# Activities
#1 According to the Dearborn essay, what share of Dearborn's population is of Arab descent?
#2 For each statement below, say whether it agrees with the Dearborn essay. Answer yes or no, and quote the deciding words from the essay.
(a) Arabic is the second most common language spoken in Dearborn.
(b) The writer had extensive first-hand exposure to strict Muslim customs before working in Dearborn.
(c) Male patients often stand when the writer enters the room.
#3 Continue the Dearborn essay from its final sentence.

# Text block
--
This is a unique sociopolitical time to practice emergency medicine. As a recent residency graduate working in a Freestanding ED in Dearborn, Michigan, my medical education has taken a back seat to a more relevant and enlightening cultural education.
Dearborn, with a population of about 100,000, an incredibly diverse city. Aside from the heterogeneity of White, Black, Asian and Latino Americans living together, nearly 40% of Dearborn’s population is of Arab descent. There is a mix of Arab Americans (both Christian and Muslim) and recent Arab immigrants, who are mostly Muslim. Arabic is the second most common language spoken in Dearborn, with many recent Arab immigrants not able to communicate in English at all.
Before I started working in Dearborn, I had heard stories of the strict Muslim customs; wives in burkas following steps behind husbands dressed in western clothes, appearing demure or subservient. Despite my liberal Detroit-based upbringing and education, I had little first hand exposure to this culture before. I was worried I would struggle to be respected by my male patients, or grow frustrated witnessing of deference a woman to her husband. Well, months into this job, I am pleased to tell you, my worries were unfounded.
First and foremost, I have learned that there is no correlation between a woman’s modesty and her level of confidence. My position as a physician has not been questioned; I am shown almost a genteel form of respect by female and male patients alike. More often than not, as I enter the room male patients will stand out of deference. Not since Catholic school have I seen manners like this; it has taken me aback. I contrast this to my recent experience with a young white male saying, “thanks, Baby,” as I walked out of the room after an exam. “You’re welcome, sir, but it’s Dr. Baby, to you,” I responded.
--
# Data section

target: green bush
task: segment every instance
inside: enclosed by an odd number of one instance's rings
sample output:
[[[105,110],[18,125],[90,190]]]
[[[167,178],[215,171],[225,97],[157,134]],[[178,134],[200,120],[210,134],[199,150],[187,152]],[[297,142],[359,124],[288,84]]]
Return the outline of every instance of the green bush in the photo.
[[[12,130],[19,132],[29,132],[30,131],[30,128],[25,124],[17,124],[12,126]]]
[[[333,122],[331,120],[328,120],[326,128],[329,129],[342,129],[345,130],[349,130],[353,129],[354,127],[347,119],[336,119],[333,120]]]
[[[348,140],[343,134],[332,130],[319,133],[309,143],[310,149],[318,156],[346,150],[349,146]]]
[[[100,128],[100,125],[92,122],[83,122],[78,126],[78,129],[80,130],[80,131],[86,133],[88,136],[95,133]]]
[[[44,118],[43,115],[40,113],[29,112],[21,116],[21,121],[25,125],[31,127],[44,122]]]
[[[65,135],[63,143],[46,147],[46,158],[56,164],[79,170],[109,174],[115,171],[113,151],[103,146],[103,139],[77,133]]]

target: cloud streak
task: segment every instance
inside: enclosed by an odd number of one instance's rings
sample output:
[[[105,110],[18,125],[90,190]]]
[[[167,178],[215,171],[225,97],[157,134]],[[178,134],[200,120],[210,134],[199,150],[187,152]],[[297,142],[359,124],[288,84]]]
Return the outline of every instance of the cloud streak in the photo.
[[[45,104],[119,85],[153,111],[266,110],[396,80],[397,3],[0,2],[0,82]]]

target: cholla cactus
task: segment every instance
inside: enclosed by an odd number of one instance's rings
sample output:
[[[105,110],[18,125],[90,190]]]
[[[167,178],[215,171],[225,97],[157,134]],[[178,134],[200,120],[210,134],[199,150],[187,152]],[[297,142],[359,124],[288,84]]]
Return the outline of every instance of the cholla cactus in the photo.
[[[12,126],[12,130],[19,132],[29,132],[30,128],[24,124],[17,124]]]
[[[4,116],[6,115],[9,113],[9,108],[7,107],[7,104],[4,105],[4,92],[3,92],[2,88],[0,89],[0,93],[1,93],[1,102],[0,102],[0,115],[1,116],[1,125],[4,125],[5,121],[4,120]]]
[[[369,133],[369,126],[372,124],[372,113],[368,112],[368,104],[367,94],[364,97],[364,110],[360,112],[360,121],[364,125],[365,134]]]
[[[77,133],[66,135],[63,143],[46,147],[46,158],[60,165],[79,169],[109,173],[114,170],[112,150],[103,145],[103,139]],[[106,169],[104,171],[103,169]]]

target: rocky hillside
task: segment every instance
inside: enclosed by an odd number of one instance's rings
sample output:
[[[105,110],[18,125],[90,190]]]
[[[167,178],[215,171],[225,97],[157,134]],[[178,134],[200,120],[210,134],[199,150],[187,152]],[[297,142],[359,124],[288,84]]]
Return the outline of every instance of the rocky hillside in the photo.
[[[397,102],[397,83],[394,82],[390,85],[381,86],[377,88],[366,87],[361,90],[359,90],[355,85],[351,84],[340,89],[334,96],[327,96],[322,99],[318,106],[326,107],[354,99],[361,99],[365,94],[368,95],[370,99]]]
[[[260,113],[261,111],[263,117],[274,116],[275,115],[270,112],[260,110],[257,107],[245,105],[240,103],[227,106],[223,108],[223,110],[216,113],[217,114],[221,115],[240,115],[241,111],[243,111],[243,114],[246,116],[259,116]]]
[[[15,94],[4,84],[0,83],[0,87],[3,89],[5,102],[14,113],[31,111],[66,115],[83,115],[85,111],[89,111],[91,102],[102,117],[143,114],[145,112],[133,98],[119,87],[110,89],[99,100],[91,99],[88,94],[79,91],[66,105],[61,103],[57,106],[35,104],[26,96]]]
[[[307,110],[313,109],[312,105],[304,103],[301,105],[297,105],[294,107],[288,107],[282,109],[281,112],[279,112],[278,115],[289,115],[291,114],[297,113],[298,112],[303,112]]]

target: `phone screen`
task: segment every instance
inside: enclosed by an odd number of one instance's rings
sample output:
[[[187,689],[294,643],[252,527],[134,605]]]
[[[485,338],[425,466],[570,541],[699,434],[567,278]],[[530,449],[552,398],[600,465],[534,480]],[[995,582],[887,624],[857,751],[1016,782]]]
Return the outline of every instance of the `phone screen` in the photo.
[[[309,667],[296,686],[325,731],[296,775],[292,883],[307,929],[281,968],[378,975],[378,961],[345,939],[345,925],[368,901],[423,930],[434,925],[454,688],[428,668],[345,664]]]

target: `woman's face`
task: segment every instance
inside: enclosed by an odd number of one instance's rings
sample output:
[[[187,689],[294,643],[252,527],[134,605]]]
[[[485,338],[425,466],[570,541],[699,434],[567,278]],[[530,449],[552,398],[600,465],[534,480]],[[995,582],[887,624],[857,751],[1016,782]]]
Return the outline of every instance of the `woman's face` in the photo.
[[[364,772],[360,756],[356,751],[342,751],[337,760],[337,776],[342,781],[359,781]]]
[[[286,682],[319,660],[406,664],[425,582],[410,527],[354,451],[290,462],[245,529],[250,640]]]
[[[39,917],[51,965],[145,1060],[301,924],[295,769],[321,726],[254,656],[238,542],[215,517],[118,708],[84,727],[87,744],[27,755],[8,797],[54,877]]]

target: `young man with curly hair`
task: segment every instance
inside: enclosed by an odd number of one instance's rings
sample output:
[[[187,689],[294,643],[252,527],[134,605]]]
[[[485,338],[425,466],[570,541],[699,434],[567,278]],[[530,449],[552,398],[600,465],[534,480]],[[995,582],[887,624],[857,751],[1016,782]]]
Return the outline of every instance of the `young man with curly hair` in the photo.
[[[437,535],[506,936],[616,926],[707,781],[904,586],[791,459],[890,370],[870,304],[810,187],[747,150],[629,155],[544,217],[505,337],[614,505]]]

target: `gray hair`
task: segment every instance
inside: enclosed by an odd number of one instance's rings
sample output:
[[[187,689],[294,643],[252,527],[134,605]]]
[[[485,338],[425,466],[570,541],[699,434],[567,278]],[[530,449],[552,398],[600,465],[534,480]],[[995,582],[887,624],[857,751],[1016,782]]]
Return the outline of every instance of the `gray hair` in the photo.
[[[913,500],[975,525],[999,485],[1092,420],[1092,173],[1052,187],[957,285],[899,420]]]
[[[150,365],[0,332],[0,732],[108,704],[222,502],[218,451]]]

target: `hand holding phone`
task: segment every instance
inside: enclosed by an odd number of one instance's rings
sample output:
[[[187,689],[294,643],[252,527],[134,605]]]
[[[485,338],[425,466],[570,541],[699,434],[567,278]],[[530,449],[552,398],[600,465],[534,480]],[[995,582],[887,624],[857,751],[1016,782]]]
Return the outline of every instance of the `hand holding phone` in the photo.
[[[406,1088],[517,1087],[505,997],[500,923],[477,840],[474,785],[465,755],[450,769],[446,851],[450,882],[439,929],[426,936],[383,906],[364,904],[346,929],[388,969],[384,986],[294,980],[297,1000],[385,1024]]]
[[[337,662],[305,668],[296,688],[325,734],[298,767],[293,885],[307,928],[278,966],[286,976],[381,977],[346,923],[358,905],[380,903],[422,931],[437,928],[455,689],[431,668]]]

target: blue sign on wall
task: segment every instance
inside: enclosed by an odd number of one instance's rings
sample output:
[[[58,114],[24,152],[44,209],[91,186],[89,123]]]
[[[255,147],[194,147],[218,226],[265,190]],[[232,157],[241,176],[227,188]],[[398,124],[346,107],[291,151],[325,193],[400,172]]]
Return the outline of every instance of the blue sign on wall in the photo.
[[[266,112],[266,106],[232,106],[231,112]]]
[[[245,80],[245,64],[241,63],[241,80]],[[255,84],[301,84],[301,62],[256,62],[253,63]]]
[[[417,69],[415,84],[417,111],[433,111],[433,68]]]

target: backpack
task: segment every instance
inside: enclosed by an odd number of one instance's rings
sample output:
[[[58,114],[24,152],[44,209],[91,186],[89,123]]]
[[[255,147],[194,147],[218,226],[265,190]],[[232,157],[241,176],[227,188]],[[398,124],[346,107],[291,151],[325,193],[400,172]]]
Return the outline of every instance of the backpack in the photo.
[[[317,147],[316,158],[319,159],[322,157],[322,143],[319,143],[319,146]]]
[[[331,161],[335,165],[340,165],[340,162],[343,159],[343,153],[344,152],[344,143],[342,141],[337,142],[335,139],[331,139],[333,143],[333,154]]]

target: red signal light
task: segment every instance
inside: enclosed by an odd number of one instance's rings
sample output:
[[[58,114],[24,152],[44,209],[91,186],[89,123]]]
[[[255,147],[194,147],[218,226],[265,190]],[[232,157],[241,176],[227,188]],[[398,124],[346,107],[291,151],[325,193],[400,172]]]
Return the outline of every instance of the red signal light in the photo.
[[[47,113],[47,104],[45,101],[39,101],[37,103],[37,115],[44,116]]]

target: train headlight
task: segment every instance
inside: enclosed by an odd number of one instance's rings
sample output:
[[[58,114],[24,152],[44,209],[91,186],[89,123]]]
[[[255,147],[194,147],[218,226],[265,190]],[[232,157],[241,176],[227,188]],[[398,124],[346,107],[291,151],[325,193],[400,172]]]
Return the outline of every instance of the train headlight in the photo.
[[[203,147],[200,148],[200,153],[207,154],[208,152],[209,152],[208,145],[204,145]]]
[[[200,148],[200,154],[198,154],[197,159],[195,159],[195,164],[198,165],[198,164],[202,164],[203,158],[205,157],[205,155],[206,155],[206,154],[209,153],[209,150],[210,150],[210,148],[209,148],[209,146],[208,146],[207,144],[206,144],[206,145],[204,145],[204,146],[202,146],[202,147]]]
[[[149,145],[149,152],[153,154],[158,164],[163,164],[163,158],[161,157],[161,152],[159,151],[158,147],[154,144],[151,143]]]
--
# Responses in order
#1 Nearly 40%.

#2
(a) Yes: "Arabic is the second most common language spoken in Dearborn"
(b) No: "I had little first hand exposure to this culture before"
(c) Yes: "More often than not, as I enter the room male patients will stand out of deference"

#3
The language barrier has been as difficult to navigate as I expected. My trusty interpreter phone fits the bill most of the time. Until it doesn’t. For example, the cultural and communication issues around pelvic examinations for my Arab speaking Muslim patients are unexpectedly challenging. Frequently, despite having described the exam in depth through the interpreter phone, there are still unanswered questions, with many women undergoing this exam for the first time. It is logistically impossible for me to hold the phone and do an exam concurrently and I won’t perform this invasive and intimate exam without reliable communication.. So I have had to do is ask relatives, who are often male, to help with any interpretation. Husbands, cousins, and even brothers have stood behind a curtain waiting to interpret; which they have done without embarrassment or complaint. I have witnessed these men willingly put someone else’s needs ahead of their own and accepted any emotional discomfort.
Last week, I diagnosed a pre-teen patient with Bell’s Palsy. She was completely fluent in English but her parents did not speak a word. I gathered the history from the child. She was bright, composed, and articulate: she had total possession of self. I gathered the history again with the interpreter phone from the father. At the end of the conversation I discussed the treatment, the disposition and follow up, and complimented him on the intelligence of his child, “shokrun, shokrun, Hamdullah, (thank you, thank you, thank God),” he said and bowed and smiled, quickly hanging up the phone. With such tenderness that still gives me goose bumps, he cradled his child’s head and graciously kissed her forehead. A child should be worshiped like that.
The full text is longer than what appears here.